* Énoncé: Recopiez fidèlement, dans l'extrait sur le recyclage des déchets, tout ce qui va de « Tandis que le » jusqu'à « de reconversion d'activités. ».

* Extrait:
○ ○ ○ ○

Tandis que le recyclage figure parmi les 34 plans de reconquête de l'industrie française, un nouveau ministère s'est invité aux débats des 12èmes Assises bisannuelles des déchets organisées à Nantes début octobre, celui du Redressement Productif. Le ministère de l'Ecologie n'est donc plus seul représentant gouvernemental en lice dans la gestion opérationnelle des déchets en France. La filière intéresse au regard de son potentiel d'emplois non délocalisables et de reconversion d'activités.
Renforcer les filières pour soutenir l'innovation
"Si cette filière a vocation à devenir une filière d'excellence... Quelle tactique adopter ?", s'est interrogé Marc Dufau, chargé de mission économie circulaire au sein de la Direction générale de la compétitivité, de l'industrie et des services (DGCIS). La réglementation peut être incitative pour soutenir les activités de recyclage mais elle a ses limites : "Dans la construction navale, qui est une des treize industries soutenue par un Contrat de filière stratégique (CFS), nous avons décidé de ne pas imposer de seuil d'incorporation de matières premières de recyclage (1) . Car parmi les utilisateurs potentiels, il y a une constellation d'entreprises dont certaines en difficulté", explique-t-il.
Obliger à une telle substitution implique en effet de faire évoluer la chaîne de production, et donc une prise de risque pour les industriels (grands groupes et PME) dont le corps de métier ne s'inscrit pas dans la filière déchets. Ce qui implique des partenariats solides entre industriels, exploitants dans le secteur du déchet, fournisseurs de technologies et financiers. Le fonds d'investissement Demeter Partners 3 de 350 millions d'euros, a voté l'an dernier un treizième fond destiné au capital-risque dans le secteur de l'environnement : 2 Mds€/an pour les PME et 200 M€ pour les Cleantech. "Sur les 1.500 entreprises qui nous sollicitent chaque année, de 100 à 150 sont dans le secteur des déchets, précise Grégoire Aladjidi, directeur du fond d'amorçage. Mais les innovations envisagées manquent de perspective des filières et des dynamiques de gisements".
Mieux répondre à la demande en matières premières
Ce n'est pas simple de passer d'une logique de déchets à une logique de ressources ni même d'oeuvrer dans une logique d'économie circulaire où la notion de proximité, née du besoin de gestion locale pour éviter les transports de déchets, prend une dimension mondiale lorsqu'il s'agit d'exportation de déchets pour valorisation... "Nous sommes face à un commerce international des déchets qui a crû de 7% par an en volume de 2003 à 2011, et de 25% par an en valeur dans un contexte d'écroulement du marché financier en 2009 et d'augmentation du prix des matières premières", a précisé Matthieu Glachant, professeur d'Economie à l'École des Mines Paris Tech.

○ ○ ○ ○

* Données:

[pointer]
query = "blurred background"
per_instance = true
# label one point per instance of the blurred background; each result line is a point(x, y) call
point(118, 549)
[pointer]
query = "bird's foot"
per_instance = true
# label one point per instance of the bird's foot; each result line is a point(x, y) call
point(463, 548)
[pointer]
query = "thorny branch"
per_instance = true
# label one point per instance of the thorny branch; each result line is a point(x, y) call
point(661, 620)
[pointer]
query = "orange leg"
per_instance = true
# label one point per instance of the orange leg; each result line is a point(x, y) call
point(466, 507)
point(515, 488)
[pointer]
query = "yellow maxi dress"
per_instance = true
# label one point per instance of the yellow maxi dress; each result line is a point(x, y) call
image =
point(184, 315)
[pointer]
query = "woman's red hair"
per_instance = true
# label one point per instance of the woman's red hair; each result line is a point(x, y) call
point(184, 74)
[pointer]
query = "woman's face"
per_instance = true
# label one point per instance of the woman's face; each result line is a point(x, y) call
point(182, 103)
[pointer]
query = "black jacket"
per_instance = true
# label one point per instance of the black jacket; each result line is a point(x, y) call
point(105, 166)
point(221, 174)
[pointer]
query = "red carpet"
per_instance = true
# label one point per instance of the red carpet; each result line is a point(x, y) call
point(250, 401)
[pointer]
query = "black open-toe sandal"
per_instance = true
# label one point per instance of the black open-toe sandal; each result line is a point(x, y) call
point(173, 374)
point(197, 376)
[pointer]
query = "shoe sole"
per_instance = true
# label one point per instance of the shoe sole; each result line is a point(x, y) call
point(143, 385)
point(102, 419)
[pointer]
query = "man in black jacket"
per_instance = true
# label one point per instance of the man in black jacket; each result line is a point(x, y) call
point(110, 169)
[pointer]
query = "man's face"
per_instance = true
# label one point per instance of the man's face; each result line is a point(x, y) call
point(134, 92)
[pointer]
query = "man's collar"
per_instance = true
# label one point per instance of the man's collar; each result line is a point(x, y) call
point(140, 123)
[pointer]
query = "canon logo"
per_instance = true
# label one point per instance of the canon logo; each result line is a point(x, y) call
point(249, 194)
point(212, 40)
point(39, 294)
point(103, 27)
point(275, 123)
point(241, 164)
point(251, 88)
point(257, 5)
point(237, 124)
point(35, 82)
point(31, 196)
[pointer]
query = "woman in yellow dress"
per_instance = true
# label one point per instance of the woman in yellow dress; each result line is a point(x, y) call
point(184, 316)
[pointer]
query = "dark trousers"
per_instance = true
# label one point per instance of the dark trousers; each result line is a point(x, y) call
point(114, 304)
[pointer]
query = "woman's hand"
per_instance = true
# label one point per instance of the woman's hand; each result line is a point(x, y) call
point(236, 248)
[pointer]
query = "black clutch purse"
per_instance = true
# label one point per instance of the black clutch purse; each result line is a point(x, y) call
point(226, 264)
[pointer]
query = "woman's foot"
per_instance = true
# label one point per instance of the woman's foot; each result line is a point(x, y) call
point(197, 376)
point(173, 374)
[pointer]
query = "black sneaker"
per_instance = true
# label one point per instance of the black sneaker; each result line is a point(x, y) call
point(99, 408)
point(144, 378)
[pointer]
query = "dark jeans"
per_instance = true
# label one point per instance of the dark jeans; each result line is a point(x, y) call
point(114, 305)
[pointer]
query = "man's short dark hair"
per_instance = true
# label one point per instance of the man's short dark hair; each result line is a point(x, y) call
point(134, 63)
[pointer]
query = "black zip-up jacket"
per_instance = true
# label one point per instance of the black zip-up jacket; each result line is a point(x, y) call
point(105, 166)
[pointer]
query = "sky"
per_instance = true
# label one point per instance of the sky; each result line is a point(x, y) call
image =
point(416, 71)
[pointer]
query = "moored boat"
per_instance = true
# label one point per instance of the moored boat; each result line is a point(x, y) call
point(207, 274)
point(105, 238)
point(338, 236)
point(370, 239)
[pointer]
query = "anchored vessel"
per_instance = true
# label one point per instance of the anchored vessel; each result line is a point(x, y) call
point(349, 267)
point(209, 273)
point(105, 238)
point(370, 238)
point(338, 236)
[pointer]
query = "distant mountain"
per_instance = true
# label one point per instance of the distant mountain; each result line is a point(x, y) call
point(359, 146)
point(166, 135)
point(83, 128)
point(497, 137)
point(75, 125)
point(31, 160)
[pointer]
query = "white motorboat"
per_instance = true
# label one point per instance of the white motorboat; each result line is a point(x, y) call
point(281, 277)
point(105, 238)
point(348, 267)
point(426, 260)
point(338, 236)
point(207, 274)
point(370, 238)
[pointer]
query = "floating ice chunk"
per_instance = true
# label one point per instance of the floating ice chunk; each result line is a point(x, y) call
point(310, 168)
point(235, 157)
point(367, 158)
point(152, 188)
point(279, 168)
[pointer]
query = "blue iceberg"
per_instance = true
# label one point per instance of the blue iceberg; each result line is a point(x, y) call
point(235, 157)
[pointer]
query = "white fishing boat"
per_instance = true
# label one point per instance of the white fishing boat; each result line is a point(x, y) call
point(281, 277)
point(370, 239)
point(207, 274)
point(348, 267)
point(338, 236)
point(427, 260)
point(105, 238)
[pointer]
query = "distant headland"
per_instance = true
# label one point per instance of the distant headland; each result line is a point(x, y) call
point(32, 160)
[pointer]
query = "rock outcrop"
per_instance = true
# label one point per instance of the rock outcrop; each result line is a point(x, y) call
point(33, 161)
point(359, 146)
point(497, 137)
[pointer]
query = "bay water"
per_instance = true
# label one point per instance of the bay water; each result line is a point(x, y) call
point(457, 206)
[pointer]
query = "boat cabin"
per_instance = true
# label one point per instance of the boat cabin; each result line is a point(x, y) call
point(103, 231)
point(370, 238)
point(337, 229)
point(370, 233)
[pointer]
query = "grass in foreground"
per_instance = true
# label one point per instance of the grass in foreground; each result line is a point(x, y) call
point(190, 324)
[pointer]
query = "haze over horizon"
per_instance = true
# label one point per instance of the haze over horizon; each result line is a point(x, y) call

○ ○ ○ ○

* Corrigé:
Tandis que le recyclage figure parmi les 34 plans de reconquête de l'industrie française, un nouveau ministère s'est invité aux débats des 12èmes Assises bisannuelles des déchets organisées à Nantes début octobre, celui du Redressement Productif. Le ministère de l'Ecologie n'est donc plus seul représentant gouvernemental en lice dans la gestion opérationnelle des déchets en France. La filière intéresse au regard de son potentiel d'emplois non délocalisables et de reconversion d'activités.